(Data provided begins)
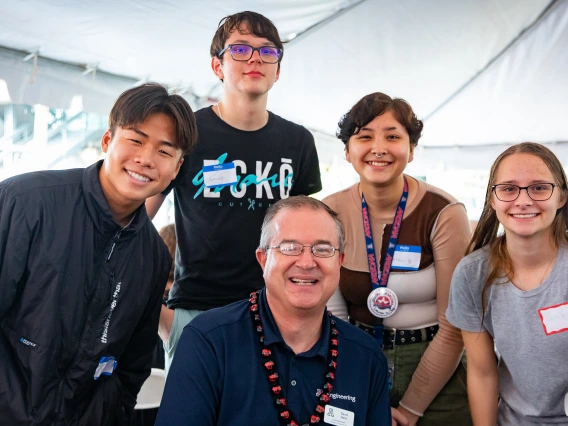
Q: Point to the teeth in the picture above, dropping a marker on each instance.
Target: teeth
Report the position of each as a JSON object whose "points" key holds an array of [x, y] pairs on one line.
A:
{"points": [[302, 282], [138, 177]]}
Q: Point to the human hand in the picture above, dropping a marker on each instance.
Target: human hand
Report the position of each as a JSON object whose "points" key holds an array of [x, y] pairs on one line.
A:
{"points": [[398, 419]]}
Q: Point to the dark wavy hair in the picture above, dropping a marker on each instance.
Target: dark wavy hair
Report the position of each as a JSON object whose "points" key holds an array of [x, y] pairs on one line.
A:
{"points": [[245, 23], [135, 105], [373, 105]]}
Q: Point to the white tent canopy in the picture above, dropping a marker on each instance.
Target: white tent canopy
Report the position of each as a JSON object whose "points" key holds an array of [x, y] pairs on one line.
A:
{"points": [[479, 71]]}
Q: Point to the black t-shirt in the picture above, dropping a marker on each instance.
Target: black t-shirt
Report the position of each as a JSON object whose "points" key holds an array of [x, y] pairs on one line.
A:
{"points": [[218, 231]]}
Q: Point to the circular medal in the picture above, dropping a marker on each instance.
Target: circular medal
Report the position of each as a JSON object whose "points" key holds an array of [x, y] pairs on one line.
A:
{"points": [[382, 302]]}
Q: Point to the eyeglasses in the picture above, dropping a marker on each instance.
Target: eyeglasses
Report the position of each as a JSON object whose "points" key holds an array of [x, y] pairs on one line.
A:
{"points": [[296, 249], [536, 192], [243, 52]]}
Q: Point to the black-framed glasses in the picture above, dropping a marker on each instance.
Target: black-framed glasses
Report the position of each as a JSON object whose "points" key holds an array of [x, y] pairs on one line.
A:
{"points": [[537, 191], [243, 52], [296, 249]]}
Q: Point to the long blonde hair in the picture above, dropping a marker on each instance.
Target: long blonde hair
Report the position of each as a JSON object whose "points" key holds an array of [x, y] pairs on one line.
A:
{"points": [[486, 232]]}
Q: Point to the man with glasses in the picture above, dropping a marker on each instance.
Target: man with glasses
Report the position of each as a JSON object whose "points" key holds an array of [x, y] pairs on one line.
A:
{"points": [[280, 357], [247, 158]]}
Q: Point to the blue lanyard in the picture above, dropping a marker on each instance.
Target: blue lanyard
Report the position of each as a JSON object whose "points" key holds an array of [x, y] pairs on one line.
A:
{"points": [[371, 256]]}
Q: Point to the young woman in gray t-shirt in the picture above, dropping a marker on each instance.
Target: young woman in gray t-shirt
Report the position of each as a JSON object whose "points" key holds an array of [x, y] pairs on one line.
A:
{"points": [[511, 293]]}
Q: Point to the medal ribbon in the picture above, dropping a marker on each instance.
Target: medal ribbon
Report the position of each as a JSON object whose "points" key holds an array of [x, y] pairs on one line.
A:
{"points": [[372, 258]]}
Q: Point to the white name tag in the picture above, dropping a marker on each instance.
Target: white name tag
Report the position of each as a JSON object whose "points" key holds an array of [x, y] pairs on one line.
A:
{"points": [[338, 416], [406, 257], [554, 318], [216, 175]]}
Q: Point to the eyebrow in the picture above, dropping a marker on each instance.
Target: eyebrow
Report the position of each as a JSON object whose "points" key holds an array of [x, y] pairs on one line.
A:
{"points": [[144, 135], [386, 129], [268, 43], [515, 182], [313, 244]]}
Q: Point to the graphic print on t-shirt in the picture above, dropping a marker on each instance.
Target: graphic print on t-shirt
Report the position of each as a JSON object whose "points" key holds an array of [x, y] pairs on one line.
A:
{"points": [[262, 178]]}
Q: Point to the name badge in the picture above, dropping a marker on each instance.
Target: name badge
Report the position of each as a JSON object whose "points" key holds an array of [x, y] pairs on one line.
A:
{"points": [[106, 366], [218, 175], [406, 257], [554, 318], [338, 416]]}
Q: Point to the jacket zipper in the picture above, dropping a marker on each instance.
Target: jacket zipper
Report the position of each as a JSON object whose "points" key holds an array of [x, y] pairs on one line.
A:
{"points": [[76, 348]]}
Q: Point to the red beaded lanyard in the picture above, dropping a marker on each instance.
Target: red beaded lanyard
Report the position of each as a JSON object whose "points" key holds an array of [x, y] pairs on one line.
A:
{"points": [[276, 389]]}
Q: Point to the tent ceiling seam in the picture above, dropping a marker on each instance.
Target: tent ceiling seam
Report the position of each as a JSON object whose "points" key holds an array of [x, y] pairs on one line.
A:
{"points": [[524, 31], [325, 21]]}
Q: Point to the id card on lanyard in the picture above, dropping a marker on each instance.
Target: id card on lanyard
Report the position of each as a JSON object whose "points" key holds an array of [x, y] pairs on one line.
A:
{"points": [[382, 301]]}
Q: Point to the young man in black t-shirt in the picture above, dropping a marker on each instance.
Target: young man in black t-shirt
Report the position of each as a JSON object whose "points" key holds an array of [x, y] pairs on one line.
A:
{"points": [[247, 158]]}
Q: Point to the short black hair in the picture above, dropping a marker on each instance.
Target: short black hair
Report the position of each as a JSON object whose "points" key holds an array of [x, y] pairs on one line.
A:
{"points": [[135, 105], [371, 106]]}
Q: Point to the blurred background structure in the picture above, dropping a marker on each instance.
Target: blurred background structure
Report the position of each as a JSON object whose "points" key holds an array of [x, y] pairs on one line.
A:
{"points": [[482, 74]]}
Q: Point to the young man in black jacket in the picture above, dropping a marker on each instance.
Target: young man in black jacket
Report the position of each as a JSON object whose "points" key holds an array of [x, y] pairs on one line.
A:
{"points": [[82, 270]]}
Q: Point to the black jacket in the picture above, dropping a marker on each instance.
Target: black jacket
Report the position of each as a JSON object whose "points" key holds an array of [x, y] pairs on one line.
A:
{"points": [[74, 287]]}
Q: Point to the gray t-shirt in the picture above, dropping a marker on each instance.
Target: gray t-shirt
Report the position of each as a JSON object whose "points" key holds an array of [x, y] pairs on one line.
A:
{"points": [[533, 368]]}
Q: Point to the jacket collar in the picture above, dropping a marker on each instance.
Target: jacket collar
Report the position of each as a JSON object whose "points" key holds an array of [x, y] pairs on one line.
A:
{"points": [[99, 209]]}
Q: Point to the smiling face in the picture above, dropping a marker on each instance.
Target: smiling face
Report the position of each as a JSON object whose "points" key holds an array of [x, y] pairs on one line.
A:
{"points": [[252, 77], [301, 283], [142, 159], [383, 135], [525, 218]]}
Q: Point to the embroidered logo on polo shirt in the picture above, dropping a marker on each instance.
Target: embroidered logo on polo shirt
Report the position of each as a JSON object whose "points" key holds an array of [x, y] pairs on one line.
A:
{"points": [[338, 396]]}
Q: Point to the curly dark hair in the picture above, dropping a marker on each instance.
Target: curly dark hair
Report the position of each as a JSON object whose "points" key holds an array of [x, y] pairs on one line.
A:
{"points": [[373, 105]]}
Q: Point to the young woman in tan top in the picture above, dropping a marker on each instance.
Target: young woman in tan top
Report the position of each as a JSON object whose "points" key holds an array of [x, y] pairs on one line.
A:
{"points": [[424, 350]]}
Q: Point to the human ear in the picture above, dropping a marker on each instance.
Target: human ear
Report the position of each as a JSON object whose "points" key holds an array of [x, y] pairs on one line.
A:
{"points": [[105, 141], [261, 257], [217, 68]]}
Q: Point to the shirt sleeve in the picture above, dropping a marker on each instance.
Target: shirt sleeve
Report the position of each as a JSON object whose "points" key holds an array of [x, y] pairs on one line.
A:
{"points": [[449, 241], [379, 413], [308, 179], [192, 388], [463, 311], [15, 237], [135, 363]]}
(Data provided ends)
(Data provided begins)
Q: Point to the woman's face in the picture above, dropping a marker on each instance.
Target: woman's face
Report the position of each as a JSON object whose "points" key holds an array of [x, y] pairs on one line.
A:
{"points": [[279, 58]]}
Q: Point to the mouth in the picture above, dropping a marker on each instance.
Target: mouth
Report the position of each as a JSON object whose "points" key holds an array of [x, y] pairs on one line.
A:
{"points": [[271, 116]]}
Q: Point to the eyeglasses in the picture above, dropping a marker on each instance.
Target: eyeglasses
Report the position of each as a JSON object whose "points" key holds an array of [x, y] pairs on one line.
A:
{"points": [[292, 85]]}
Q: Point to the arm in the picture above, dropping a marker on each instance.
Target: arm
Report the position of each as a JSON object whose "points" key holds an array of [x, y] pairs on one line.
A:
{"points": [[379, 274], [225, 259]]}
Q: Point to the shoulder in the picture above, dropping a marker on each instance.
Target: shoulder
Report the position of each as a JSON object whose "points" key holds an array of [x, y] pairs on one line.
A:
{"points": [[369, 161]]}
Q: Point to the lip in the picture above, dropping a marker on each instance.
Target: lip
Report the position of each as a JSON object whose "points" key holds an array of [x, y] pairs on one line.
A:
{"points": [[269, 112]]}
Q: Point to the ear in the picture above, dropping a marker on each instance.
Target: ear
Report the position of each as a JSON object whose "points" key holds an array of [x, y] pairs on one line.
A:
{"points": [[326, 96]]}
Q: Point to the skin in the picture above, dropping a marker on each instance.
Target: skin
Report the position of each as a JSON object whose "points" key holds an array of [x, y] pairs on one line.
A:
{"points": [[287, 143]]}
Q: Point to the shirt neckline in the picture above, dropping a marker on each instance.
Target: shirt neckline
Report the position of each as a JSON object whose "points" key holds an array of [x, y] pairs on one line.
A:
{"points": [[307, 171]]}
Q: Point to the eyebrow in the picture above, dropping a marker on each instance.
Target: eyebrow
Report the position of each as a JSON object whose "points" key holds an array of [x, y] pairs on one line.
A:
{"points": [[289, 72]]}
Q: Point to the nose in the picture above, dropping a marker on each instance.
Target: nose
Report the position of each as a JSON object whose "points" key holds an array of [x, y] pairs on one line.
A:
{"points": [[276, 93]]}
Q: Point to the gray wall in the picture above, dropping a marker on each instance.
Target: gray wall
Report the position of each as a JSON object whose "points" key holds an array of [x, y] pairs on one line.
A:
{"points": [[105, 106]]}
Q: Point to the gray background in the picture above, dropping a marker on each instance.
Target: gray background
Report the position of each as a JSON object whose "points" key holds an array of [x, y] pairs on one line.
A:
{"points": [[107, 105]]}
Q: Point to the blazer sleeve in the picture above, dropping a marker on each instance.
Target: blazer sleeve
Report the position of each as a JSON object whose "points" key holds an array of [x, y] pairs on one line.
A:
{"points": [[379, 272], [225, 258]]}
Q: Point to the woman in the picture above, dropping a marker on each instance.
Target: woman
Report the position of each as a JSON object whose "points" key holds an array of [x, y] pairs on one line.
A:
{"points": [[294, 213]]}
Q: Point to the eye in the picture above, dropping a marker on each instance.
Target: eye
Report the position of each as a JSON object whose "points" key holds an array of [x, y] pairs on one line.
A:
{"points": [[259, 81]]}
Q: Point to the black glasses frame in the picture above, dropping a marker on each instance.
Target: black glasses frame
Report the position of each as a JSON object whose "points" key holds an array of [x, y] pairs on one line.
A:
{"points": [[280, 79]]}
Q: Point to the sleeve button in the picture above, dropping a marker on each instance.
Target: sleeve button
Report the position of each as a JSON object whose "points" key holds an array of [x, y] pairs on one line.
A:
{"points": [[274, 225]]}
(Data provided ends)
(Data provided begins)
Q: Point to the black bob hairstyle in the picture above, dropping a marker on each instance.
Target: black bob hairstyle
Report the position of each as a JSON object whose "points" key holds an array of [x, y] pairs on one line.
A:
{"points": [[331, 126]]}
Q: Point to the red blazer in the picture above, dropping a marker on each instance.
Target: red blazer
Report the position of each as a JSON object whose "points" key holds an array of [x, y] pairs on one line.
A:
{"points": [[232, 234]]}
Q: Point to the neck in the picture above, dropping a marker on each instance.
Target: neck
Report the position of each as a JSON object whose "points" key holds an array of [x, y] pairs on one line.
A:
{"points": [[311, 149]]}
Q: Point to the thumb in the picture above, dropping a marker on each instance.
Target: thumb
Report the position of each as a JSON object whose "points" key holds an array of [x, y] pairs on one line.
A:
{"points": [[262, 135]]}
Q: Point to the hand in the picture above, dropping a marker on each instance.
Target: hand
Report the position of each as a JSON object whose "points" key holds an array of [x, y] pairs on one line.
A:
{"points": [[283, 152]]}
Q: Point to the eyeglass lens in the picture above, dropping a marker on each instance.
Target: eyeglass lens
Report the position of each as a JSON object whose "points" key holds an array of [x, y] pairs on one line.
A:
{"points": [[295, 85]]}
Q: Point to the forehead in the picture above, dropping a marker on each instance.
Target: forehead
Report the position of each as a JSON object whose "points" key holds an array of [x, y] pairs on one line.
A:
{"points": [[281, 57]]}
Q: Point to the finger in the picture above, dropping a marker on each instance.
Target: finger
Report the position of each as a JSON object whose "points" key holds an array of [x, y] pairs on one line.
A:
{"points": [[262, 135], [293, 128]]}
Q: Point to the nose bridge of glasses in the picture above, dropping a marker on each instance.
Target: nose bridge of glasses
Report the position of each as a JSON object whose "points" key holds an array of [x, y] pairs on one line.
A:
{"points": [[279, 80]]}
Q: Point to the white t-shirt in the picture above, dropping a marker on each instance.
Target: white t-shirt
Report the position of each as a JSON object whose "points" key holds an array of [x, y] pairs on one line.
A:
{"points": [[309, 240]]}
(Data provided ends)
Exercise aim: Extract every line above containing the word "background".

Task answer:
Q: Point to the blurred background structure in the picture above, dropping a marker on each instance.
Target: blurred background structure
Q: Point to the gray background in the picture above, dropping a marker on each instance.
Target: gray background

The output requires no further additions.